* BEGIN Document excerpt *
Chapter 24-Professional Money Management, Alternative Assets, and Industry Ethics

Download as pdf or txt
Download as pdf or txt
You are on page 1of 10

CHAPTER 24—PROFESSIONAL MONEY MANAGEMENT, ALTERNATIVE

ASSETS, AND INDUSTRY ETHICS

MULTIPLE CHOICE

1. Which of the following is an approach to asset management?


a. Management and advisory firms
b. Investment companies
c. Strategic management
d. Choices a and b only
e. All of the above
ANS: D PTS: 1 OBJ: Multiple Choice

2. An open-end investment company is commonly referred to as a(n)


a. Balanced fund.
b. Mutual fund.
c. Money market fund.
d. Accessible fund.
e. Unit trust.
ANS: B PTS: 1 OBJ: Multiple Choice

3. The main difference between a closed-end fund and an open-end fund is


a. The way each is traded after the initial public offering.
b. There is no significant difference.
c. The minimum initial investment.
d. The type of allowable investments.
e. The way in which each is regulated by the SEC.
ANS: A PTS: 1 OBJ: Multiple Choice

4. Net asset value (NAV) is determined by


a. The total market value of all its assets multiplied by the number of fund shares
outstanding.
* END Document excerpt *
> Task to complete
Answer these from the multiple-choice excerpt on professional money management above:
(a) Which two approaches to asset management does the answer key accept for question 1?
(b) By what name is an open-end investment company commonly known?
(c) What is the main difference between a closed-end fund and an open-end fund?
* BEGIN Supplied material *
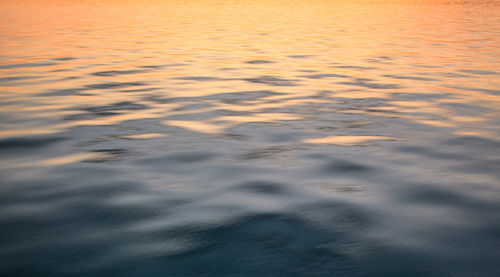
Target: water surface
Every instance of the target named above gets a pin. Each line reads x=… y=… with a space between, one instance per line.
x=237 y=138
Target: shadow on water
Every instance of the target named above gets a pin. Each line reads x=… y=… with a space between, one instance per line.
x=276 y=138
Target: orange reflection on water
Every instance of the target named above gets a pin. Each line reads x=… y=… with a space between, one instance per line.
x=59 y=58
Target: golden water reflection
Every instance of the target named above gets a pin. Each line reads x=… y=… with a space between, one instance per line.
x=65 y=65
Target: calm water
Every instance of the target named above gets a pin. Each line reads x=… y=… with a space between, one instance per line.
x=244 y=138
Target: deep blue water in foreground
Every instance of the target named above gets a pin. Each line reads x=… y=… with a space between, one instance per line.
x=249 y=138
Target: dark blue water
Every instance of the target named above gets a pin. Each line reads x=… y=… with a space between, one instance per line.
x=246 y=138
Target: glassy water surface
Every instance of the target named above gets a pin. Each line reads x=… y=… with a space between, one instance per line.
x=236 y=138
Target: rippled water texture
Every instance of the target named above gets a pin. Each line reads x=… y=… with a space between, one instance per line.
x=249 y=138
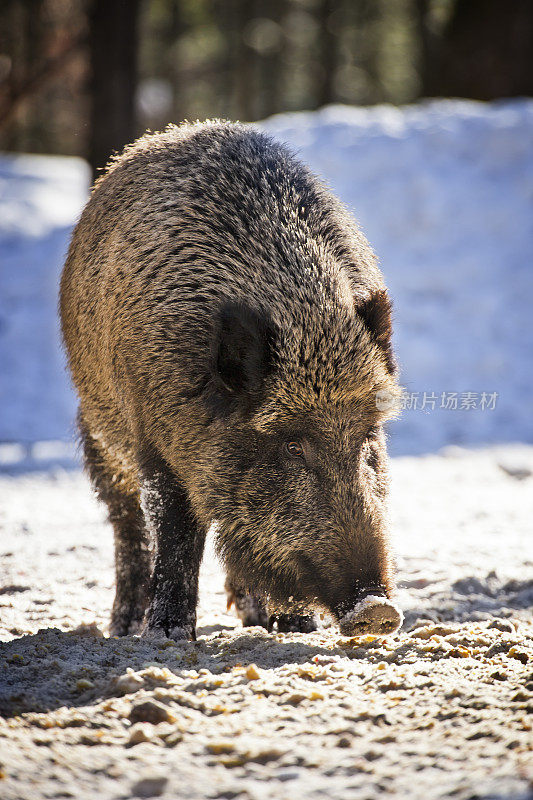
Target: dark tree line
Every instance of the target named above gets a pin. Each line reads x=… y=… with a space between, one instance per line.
x=85 y=76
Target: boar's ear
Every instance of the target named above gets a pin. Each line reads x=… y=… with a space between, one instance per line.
x=376 y=313
x=243 y=349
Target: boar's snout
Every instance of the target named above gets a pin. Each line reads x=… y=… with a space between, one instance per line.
x=373 y=615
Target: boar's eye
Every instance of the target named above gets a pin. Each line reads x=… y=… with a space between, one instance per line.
x=294 y=449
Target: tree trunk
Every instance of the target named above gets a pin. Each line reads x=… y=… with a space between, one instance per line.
x=113 y=27
x=328 y=54
x=484 y=52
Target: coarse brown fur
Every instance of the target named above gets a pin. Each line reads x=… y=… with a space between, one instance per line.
x=217 y=302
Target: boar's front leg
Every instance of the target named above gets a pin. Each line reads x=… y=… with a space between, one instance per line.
x=177 y=541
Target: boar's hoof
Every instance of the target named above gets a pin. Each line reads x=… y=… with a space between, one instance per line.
x=293 y=623
x=157 y=634
x=372 y=616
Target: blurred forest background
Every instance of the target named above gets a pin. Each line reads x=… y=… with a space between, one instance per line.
x=82 y=77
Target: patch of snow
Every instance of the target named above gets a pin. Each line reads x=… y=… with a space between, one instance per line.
x=444 y=193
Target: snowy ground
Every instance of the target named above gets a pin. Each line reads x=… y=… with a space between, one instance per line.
x=445 y=194
x=440 y=710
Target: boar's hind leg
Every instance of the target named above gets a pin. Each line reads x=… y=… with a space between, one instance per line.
x=178 y=543
x=250 y=609
x=132 y=557
x=302 y=623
* END Supplied material *
> Written response
(a) Management and advisory firms, and investment companies
(b) A mutual fund
(c) The way each is traded after the initial public offering